> Provided passage
_ _ _ _ _
Total misunderstanding of manufacturing processes.

They does ship NORMAL receivers with FACTORY firmware,as for many other models. 
Doesn't matter if it brand new or came from same line after referbushing.

The requirement to be reset to Default also been known for long time. Perhaps here is small quirk (perhaps complicated design of the DVR)..

Factory FW with 722k's look is not an issue to discuss it lengthly - the markeing "922" model name is *722s* and based on 722k design with added TI DAVINCI chip to supoort embedded Sling's features.

Everything normal here. Just one small technical quirck - it wasn't in Default mode.


----------



## Stewart Vernon

P Smith said:


> Total misunderstanding of manufacturing processes.
> 
> They does ship NORMAL receivers with FACTORY firmware,as for many other models.
> Doesn't matter if it brand new or came from same line after referbushing.
> 
> The requirement to be reset to Default also been known for long time. Perhaps here is small quirk (perhaps complicated design of the DVR)..
> 
> Factory FW with 722k's look is not an issue to discuss it lengthly - the markeing "922" model name is *722s* and based on 722k design with added TI DAVINCI chip to supoort embedded Sling's features.
> 
> Everything normal here. Just one small technical quirck - it wasn't in Default mode.


I'm pretty sure neither you nor I know fully the 922 manufacturing or refurbishment process... so it's hard to state anything with such absolution.

As I stated, it would appear that receivers ship with a level of firmware that is not ready out-of-the-box to watch TV. This is different than other receivers. I know I have replaced a 622, and while it came with non-current firmware... it was not a stripped down older firmware that wasn't capable of doing anything but authenticating and updating like it sounds the 922 shipping firmware.
_ _ _ _ _
[Entries for image object locations]
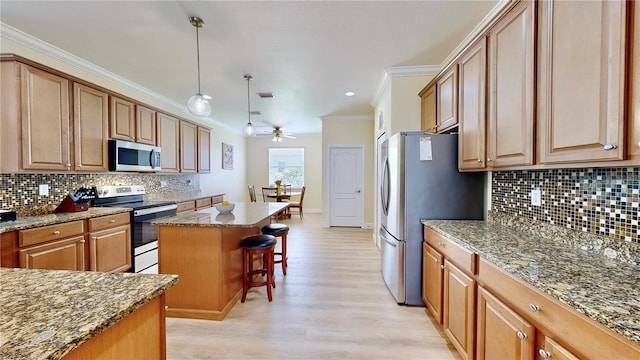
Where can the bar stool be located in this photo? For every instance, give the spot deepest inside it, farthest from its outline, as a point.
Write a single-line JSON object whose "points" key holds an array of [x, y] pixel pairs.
{"points": [[261, 245], [279, 230]]}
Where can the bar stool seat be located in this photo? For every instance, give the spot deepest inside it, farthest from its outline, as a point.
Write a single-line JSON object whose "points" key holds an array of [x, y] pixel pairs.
{"points": [[261, 245], [279, 230]]}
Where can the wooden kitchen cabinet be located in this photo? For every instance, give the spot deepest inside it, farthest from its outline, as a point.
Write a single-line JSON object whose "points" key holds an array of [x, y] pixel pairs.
{"points": [[90, 128], [428, 118], [501, 332], [204, 150], [110, 243], [122, 119], [145, 125], [511, 76], [458, 310], [168, 128], [188, 147], [432, 280], [447, 100], [581, 85], [472, 78]]}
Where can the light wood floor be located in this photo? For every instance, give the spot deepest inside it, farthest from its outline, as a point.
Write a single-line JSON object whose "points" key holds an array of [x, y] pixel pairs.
{"points": [[332, 304]]}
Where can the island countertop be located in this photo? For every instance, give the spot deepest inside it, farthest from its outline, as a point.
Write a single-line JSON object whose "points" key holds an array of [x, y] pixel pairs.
{"points": [[243, 215], [48, 313]]}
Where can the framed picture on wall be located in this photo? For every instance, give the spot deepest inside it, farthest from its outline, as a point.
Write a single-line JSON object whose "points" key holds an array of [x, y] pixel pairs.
{"points": [[227, 156]]}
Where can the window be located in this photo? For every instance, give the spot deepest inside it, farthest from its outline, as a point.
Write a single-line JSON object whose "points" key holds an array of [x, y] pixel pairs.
{"points": [[287, 164]]}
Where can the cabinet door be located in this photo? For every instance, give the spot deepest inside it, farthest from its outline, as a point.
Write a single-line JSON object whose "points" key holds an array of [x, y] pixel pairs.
{"points": [[110, 250], [447, 100], [188, 147], [472, 69], [502, 333], [45, 120], [459, 309], [582, 81], [511, 88], [169, 141], [432, 275], [428, 106], [145, 125], [66, 254], [122, 119], [204, 150], [90, 119]]}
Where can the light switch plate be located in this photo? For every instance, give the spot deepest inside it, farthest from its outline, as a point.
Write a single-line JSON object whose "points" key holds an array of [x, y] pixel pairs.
{"points": [[536, 197]]}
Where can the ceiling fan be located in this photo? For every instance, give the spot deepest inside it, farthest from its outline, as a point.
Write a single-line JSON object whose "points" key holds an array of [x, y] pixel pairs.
{"points": [[278, 134]]}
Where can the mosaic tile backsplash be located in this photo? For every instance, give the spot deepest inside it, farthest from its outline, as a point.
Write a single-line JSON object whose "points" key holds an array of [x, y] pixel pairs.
{"points": [[19, 191], [597, 201]]}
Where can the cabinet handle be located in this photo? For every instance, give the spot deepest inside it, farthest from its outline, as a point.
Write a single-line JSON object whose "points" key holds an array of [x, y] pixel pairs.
{"points": [[544, 353]]}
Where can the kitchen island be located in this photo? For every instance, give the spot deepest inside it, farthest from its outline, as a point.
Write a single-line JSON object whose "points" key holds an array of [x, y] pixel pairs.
{"points": [[203, 248], [54, 314]]}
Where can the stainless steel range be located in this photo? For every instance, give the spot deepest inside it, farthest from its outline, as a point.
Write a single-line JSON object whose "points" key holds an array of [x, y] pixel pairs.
{"points": [[144, 236]]}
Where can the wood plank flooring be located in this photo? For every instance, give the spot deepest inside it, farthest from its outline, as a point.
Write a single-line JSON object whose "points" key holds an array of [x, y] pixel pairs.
{"points": [[333, 304]]}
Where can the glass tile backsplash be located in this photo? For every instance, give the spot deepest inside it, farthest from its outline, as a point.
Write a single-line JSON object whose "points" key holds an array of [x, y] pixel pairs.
{"points": [[598, 201], [19, 191]]}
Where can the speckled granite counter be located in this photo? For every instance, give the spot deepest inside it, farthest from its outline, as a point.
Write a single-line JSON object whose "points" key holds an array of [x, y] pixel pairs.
{"points": [[57, 218], [243, 215], [47, 313], [604, 289]]}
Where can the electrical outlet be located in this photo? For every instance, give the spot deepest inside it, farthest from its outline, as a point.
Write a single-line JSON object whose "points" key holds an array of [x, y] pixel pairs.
{"points": [[536, 197], [43, 190]]}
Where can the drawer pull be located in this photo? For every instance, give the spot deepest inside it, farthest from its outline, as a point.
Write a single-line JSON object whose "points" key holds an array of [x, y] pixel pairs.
{"points": [[544, 353]]}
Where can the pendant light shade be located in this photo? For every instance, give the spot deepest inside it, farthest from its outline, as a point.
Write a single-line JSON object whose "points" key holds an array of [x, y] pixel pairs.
{"points": [[249, 130], [198, 104]]}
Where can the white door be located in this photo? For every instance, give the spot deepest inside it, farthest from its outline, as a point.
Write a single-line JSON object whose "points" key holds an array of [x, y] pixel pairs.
{"points": [[346, 185]]}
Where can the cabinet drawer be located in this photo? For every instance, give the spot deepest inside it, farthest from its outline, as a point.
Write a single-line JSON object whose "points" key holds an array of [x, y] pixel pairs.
{"points": [[583, 336], [49, 233], [105, 222], [202, 203], [463, 258], [186, 206]]}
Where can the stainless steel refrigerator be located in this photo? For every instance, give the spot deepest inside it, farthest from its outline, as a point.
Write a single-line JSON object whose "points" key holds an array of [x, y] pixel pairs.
{"points": [[420, 180]]}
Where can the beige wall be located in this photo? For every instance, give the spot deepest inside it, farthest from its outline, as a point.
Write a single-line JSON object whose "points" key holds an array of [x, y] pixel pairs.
{"points": [[258, 163], [230, 182], [352, 132]]}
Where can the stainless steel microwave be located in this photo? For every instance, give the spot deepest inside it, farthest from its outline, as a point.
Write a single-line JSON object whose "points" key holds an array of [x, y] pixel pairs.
{"points": [[130, 156]]}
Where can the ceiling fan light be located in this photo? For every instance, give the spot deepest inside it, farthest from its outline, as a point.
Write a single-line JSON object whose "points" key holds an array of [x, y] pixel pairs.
{"points": [[198, 105]]}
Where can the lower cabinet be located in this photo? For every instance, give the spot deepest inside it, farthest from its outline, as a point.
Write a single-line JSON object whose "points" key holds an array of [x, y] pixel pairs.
{"points": [[459, 309], [502, 333]]}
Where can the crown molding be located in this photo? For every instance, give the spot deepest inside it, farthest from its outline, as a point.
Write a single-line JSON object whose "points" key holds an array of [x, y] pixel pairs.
{"points": [[20, 37]]}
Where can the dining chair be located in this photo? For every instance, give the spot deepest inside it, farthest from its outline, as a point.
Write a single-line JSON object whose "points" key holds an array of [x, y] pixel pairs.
{"points": [[252, 193], [298, 204]]}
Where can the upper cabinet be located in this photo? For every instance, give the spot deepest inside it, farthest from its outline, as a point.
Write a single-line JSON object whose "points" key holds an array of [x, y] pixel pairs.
{"points": [[511, 88], [169, 142], [581, 82]]}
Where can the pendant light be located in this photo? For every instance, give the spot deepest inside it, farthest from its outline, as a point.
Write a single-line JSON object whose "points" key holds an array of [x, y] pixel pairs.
{"points": [[249, 129], [198, 104]]}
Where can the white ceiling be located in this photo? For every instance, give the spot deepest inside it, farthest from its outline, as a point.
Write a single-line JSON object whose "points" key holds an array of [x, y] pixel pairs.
{"points": [[308, 53]]}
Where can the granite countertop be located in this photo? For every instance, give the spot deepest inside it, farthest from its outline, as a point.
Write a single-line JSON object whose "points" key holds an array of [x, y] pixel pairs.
{"points": [[243, 215], [48, 313], [604, 289], [180, 196], [57, 218]]}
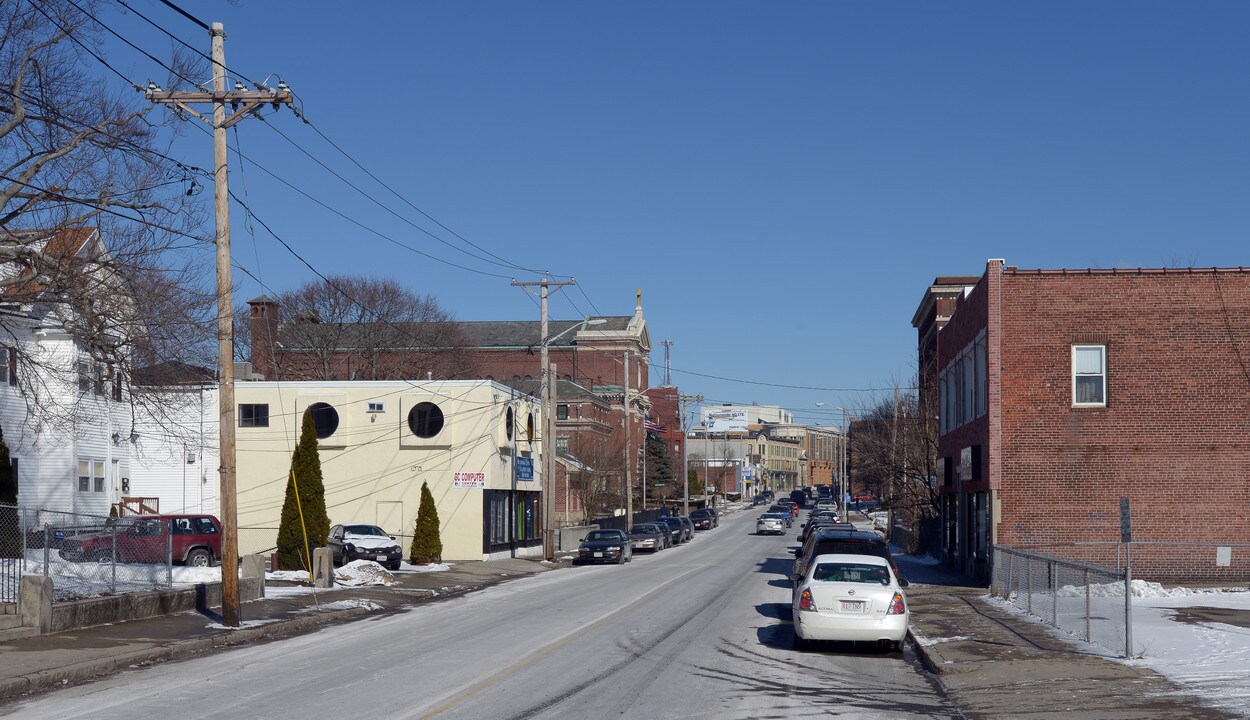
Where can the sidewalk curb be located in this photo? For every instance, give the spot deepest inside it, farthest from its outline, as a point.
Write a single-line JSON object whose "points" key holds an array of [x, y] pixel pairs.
{"points": [[175, 650]]}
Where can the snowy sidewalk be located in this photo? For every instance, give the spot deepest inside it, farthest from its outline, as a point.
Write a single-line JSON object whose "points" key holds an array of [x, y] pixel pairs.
{"points": [[998, 661]]}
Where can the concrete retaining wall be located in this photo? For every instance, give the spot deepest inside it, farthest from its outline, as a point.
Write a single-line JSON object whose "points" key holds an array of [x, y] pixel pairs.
{"points": [[138, 605]]}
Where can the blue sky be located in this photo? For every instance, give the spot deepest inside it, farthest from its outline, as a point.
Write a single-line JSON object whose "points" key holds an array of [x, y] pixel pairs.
{"points": [[783, 180]]}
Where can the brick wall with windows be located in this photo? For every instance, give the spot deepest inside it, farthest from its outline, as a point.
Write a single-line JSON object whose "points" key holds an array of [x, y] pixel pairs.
{"points": [[1105, 385], [1173, 430]]}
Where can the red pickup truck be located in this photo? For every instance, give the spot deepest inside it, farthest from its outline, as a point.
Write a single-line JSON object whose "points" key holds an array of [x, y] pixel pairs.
{"points": [[188, 539]]}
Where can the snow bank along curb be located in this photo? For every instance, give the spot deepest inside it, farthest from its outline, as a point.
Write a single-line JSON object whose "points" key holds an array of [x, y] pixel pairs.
{"points": [[174, 650]]}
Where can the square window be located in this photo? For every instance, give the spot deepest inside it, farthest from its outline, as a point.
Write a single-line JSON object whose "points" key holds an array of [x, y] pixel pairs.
{"points": [[1089, 375], [254, 415]]}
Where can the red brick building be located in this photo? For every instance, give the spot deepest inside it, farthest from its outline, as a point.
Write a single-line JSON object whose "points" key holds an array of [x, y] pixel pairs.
{"points": [[585, 355], [1063, 391]]}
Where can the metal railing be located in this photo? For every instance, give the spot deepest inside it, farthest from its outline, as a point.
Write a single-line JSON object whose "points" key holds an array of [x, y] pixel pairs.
{"points": [[85, 555], [1083, 599]]}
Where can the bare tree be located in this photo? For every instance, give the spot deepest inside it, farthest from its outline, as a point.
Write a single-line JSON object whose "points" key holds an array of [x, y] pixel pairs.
{"points": [[365, 329], [599, 484], [99, 231], [894, 444]]}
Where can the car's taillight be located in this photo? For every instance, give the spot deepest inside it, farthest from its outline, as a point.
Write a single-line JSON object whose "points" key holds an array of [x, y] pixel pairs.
{"points": [[896, 606], [805, 601]]}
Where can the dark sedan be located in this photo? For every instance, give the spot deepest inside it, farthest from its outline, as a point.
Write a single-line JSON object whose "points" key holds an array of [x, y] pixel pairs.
{"points": [[703, 519], [605, 546], [678, 533], [348, 543], [653, 536]]}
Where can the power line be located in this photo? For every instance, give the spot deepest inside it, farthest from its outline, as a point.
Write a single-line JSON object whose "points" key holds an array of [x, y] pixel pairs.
{"points": [[403, 199], [188, 15]]}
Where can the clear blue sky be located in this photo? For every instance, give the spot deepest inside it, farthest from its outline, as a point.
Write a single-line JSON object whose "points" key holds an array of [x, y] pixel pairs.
{"points": [[783, 180]]}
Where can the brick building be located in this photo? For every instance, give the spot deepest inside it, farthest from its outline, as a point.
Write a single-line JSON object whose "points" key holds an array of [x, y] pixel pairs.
{"points": [[585, 356], [1063, 391]]}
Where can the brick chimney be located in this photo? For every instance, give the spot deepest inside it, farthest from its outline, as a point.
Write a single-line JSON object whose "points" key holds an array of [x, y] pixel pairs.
{"points": [[263, 323]]}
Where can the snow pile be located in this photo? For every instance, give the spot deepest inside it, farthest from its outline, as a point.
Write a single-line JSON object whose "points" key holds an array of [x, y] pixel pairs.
{"points": [[1140, 589], [363, 573]]}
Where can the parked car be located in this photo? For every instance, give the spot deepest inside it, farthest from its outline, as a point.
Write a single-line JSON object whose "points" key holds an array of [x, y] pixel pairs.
{"points": [[784, 509], [678, 533], [688, 526], [188, 539], [771, 523], [348, 543], [653, 536], [850, 598], [703, 519], [839, 541], [605, 546]]}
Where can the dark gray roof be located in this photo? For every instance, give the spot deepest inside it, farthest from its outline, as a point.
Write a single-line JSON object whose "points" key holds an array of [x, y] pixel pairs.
{"points": [[484, 334], [525, 333]]}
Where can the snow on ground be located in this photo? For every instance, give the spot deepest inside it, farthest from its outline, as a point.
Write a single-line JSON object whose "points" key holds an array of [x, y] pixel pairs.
{"points": [[78, 580], [1174, 636]]}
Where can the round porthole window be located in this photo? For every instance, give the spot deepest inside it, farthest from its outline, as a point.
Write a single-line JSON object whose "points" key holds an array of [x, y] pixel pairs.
{"points": [[325, 419], [425, 420]]}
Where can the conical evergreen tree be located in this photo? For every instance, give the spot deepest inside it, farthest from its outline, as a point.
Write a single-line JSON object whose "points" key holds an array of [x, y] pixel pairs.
{"points": [[293, 551], [426, 545], [10, 535]]}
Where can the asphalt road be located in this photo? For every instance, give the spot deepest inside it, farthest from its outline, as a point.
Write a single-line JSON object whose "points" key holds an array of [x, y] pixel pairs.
{"points": [[693, 631]]}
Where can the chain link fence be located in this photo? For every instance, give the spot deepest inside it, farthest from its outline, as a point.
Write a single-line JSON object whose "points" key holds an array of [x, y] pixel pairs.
{"points": [[85, 555], [1083, 599]]}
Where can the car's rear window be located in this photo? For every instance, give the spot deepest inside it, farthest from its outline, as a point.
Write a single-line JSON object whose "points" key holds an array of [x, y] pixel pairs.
{"points": [[851, 573]]}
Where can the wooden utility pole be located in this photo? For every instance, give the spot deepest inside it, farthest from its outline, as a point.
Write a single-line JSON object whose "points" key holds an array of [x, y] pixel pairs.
{"points": [[243, 104], [685, 439], [548, 441]]}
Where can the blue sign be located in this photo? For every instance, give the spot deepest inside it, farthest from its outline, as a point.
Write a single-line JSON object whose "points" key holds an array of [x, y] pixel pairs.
{"points": [[524, 468]]}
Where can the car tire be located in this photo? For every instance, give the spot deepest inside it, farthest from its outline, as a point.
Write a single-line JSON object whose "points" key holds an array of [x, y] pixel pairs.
{"points": [[199, 558]]}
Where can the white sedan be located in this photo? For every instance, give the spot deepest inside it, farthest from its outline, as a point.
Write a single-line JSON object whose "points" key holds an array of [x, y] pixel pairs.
{"points": [[850, 598], [771, 523]]}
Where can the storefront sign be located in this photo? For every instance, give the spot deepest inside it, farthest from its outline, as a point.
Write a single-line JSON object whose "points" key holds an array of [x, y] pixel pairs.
{"points": [[524, 468], [471, 480]]}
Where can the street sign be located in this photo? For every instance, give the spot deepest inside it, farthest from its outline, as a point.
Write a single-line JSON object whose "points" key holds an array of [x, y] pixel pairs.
{"points": [[1125, 521], [524, 468]]}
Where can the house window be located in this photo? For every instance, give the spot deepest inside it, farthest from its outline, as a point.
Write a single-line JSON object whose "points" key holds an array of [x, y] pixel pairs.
{"points": [[85, 376], [1089, 375], [8, 366], [90, 475], [425, 420], [325, 419], [254, 415]]}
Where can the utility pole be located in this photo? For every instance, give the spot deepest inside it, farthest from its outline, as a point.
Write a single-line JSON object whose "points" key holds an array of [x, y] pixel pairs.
{"points": [[668, 369], [548, 416], [685, 465], [629, 465], [243, 104]]}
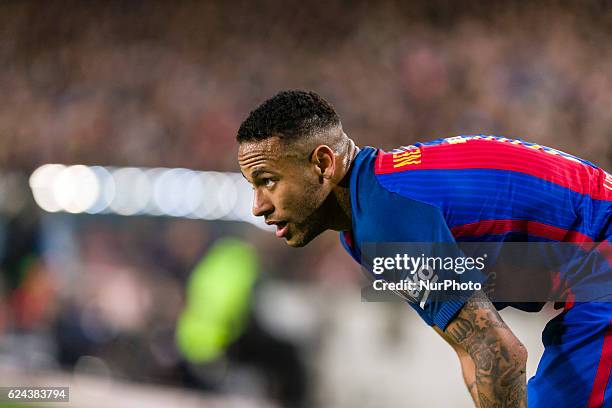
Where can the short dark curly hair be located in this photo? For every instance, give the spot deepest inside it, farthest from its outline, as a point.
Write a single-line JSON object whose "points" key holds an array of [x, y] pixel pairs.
{"points": [[290, 115]]}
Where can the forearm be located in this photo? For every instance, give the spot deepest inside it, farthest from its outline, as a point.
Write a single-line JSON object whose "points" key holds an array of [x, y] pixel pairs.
{"points": [[498, 357]]}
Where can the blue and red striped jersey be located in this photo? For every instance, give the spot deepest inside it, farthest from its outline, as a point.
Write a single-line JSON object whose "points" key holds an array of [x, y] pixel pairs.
{"points": [[476, 188]]}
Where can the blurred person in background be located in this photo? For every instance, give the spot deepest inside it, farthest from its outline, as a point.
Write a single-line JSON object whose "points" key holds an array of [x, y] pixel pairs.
{"points": [[308, 176]]}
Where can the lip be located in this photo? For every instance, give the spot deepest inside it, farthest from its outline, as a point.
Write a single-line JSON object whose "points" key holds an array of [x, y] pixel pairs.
{"points": [[281, 229]]}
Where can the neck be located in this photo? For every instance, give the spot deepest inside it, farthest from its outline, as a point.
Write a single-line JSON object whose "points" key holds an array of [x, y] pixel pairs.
{"points": [[342, 219]]}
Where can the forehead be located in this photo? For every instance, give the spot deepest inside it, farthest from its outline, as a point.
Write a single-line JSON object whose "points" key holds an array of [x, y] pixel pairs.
{"points": [[262, 152]]}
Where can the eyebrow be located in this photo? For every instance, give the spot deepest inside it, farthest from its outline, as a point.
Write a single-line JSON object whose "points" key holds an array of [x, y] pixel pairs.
{"points": [[255, 173]]}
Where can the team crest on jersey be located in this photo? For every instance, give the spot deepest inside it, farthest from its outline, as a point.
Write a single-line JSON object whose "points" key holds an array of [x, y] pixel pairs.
{"points": [[456, 139], [407, 157]]}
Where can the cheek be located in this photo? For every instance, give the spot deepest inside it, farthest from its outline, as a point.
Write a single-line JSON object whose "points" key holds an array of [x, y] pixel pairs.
{"points": [[298, 198]]}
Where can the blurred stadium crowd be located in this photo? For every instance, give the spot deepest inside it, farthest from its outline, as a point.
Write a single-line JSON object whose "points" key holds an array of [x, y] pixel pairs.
{"points": [[157, 84]]}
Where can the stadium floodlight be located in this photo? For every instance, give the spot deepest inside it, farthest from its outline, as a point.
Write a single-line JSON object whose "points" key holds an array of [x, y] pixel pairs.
{"points": [[42, 183], [106, 192], [128, 191], [76, 188], [132, 191]]}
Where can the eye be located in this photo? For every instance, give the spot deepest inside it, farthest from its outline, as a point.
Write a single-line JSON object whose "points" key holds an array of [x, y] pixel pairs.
{"points": [[268, 182]]}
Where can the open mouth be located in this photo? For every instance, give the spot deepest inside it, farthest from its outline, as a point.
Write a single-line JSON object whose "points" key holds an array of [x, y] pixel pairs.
{"points": [[281, 229]]}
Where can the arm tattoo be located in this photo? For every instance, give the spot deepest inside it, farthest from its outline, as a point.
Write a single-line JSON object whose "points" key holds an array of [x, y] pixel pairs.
{"points": [[499, 357]]}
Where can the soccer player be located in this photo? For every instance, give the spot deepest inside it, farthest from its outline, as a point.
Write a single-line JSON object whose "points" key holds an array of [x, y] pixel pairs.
{"points": [[309, 176]]}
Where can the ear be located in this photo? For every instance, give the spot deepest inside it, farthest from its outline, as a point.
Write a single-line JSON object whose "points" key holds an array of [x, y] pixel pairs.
{"points": [[324, 160]]}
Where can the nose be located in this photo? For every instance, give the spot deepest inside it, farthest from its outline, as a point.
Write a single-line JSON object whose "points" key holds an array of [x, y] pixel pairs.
{"points": [[261, 204]]}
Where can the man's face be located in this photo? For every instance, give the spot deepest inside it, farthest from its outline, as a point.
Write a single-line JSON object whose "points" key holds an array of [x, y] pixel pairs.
{"points": [[287, 189]]}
_ _ _ _ _
> Instruction 1
Output the part of the receiver firmware thread starting with "I'm pretty sure" and going on through "922 shipping firmware.".
> Instruction 2
Which receiver model numbers does the receiver firmware thread mention?

> Task output 1
I'm pretty sure neither you nor I know fully the 922 manufacturing or refurbishment process... so it's hard to state anything with such absolution.

As I stated, it would appear that receivers ship with a level of firmware that is not ready out-of-the-box to watch TV. This is different than other receivers. I know I have replaced a 622, and while it came with non-current firmware... it was not a stripped down older firmware that wasn't capable of doing anything but authenticating and updating like it sounds the 922 shipping firmware.

> Task output 2
922, 722s, 722k, 622